**Data extracted from a collection:**

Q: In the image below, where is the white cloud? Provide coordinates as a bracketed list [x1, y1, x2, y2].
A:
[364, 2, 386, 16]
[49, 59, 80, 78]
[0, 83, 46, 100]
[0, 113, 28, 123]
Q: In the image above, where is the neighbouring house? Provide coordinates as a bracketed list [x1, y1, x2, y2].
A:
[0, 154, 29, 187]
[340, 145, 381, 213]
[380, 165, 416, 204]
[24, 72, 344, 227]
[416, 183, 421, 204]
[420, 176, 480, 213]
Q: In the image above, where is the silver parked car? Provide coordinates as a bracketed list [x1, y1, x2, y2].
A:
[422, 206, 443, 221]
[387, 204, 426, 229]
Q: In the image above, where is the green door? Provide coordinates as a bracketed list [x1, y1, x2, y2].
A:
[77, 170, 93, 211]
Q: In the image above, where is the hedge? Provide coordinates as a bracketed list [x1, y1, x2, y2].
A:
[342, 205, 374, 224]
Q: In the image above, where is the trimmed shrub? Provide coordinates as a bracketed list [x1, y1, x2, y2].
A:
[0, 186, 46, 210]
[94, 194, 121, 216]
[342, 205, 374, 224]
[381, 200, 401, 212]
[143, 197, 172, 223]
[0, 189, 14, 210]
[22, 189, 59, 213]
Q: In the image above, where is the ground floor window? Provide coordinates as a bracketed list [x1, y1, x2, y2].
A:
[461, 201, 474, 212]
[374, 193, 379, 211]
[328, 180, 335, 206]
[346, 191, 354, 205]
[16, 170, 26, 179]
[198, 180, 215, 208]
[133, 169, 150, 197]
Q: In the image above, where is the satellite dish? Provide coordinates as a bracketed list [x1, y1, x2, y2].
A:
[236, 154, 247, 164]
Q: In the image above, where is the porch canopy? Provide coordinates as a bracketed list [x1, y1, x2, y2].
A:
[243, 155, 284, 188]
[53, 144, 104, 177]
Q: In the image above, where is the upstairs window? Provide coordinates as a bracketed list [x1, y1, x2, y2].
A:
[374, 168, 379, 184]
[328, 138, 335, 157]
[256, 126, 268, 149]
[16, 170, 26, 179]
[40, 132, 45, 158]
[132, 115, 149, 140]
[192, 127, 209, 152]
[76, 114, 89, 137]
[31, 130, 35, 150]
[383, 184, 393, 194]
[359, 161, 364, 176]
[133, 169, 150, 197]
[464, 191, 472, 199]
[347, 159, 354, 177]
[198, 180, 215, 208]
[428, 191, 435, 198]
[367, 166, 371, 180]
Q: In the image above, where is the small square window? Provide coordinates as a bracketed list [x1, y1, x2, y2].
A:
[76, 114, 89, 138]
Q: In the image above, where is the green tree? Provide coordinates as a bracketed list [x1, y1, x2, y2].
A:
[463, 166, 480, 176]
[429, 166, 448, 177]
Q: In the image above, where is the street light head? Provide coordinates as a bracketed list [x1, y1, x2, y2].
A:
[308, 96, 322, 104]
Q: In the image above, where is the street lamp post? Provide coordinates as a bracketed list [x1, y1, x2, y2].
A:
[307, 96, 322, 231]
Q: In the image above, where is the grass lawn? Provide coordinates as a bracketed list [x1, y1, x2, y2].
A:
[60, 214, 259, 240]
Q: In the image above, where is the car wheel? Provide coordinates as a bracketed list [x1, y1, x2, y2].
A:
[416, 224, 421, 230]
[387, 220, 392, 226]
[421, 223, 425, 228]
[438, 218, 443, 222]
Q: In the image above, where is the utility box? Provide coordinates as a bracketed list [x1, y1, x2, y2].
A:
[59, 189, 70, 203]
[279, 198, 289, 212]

**Task brief:** Every line above is to be transcribed exactly, with nothing missed.

**Exercise answer:**
Q: In the image below, where is the white cloud? Provide coordinates as a bracketed list [x1, y1, x2, y2].
A:
[364, 2, 386, 16]
[49, 59, 80, 78]
[0, 83, 46, 100]
[0, 113, 28, 123]
Q: In the image above, where is the neighbouring house? Provide coordinates as a bracketed list [x1, y1, x2, y2].
A:
[0, 154, 29, 187]
[340, 145, 381, 213]
[380, 165, 416, 204]
[24, 72, 344, 227]
[416, 183, 421, 204]
[420, 176, 480, 213]
Q: In the image above, where is the silver parked car? Provide coordinates as a bracketed list [x1, y1, x2, y2].
A:
[422, 206, 443, 221]
[387, 204, 426, 229]
Q: In the image above, where is the green door? Provide coordinates as a bracketed list [x1, y1, x2, y2].
A:
[77, 170, 93, 211]
Q: In the image above, where is the hedge? Provide coordinates as a bracketed list [x1, y1, x2, y2].
A:
[342, 205, 374, 224]
Q: In the image above, where is the trimmed shrub? Provide coordinates as a bracketed list [x1, y1, x2, y2].
A:
[0, 186, 46, 210]
[94, 194, 121, 216]
[342, 205, 374, 224]
[381, 200, 401, 212]
[143, 197, 172, 223]
[0, 189, 14, 210]
[22, 189, 59, 213]
Q: In the image above, where is the ground floor window? Provide coordinates as a bracketed list [x1, y1, x2, y2].
A:
[461, 201, 474, 212]
[374, 193, 379, 211]
[328, 180, 335, 206]
[346, 191, 354, 205]
[16, 170, 26, 179]
[198, 180, 215, 208]
[133, 169, 150, 197]
Q: In the image above, where is the satellite dish? Provide coordinates as a bracketed list [x1, y1, x2, y2].
A:
[236, 154, 247, 164]
Q: In the image above, where is the porch canopy? Provide coordinates as a bracketed list [x1, y1, x2, y2].
A:
[243, 155, 284, 188]
[53, 144, 104, 177]
Q: In the image above, where is the upstairs window? Provide coordinates as a bracketed list [x1, y1, x2, y2].
A:
[374, 168, 379, 184]
[328, 138, 335, 157]
[256, 126, 268, 149]
[16, 170, 26, 179]
[40, 132, 45, 158]
[132, 115, 149, 140]
[192, 127, 209, 152]
[76, 114, 89, 137]
[31, 130, 35, 150]
[383, 184, 393, 194]
[359, 161, 364, 176]
[133, 169, 150, 197]
[464, 191, 472, 199]
[347, 159, 354, 177]
[198, 180, 215, 208]
[428, 191, 435, 198]
[367, 166, 371, 180]
Q: In the image above, where is the small square window? Provide coordinates as a bracketed list [x1, y1, x2, y2].
A:
[76, 114, 89, 138]
Q: In the image above, where is the green tree? Provide coordinates as a bracketed list [x1, y1, x2, y2].
A:
[463, 166, 480, 176]
[429, 166, 448, 177]
Q: In the image above, where is the street light head? Provide coordinates as a bracketed list [x1, y1, x2, y2].
A:
[308, 96, 322, 104]
Q: In the image above, where is the street lamp post? Provide coordinates as a bracketed list [x1, y1, x2, y2].
A:
[307, 96, 322, 231]
Q: In the image above, where is the grass lawn? Provide coordinates as a bracketed list [x1, y1, x2, y2].
A:
[60, 214, 259, 240]
Q: In the image above, where is the car wheel? Provide coordinates as a bracketed list [x1, y1, x2, y2].
A:
[416, 224, 421, 230]
[387, 220, 392, 226]
[421, 223, 425, 228]
[438, 218, 443, 222]
Q: In the image above, where is the utility box? Provide coordinates as a bracketed list [x1, y1, x2, y2].
A:
[59, 189, 70, 203]
[279, 198, 289, 212]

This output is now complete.